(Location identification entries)
══════════════════════════════

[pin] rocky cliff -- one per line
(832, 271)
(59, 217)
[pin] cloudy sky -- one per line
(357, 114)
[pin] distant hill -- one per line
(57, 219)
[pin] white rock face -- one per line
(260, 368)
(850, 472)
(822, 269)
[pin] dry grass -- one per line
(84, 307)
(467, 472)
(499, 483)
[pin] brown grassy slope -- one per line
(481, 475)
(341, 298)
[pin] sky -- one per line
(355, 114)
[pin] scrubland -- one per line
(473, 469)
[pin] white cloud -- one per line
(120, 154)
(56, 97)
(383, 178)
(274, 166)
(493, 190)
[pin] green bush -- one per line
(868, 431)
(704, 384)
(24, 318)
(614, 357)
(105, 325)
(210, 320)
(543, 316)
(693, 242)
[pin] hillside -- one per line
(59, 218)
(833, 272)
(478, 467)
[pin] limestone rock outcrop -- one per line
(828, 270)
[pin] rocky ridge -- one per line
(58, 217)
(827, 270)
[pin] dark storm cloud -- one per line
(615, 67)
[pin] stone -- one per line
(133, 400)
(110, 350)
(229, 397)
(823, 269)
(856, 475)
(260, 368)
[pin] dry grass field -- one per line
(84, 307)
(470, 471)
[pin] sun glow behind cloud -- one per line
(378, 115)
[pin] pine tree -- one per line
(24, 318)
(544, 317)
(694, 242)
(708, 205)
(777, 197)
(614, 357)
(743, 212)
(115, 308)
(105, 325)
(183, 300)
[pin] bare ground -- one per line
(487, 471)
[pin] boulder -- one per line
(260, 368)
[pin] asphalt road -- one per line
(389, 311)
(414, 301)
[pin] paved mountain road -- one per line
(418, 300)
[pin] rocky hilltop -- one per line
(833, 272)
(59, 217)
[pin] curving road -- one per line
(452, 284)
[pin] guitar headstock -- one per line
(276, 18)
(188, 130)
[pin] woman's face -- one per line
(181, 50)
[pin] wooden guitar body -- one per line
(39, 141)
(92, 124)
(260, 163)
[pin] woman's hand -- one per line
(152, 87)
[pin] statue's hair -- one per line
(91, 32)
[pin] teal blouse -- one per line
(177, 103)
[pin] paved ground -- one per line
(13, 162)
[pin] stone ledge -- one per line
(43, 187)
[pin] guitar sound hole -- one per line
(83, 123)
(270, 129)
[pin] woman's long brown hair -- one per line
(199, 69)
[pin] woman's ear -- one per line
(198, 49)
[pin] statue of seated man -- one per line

══════════════════════════════

> **REQUIREMENT**
Rewrite the lines above from the one holding "[pin] guitar sound hole -- one per line" through the end of the lines, inclusive, keeping every request line and adding 82 to each number in every coordinate pair.

> **RESPONSE TO THIS EXERCISE**
[pin] guitar sound hole -- one per line
(165, 205)
(352, 211)
[pin] woman's long brown hair -- one per line
(281, 151)
[pin] woman's ear -- one per line
(280, 131)
[pin] statue of seated man -- one per line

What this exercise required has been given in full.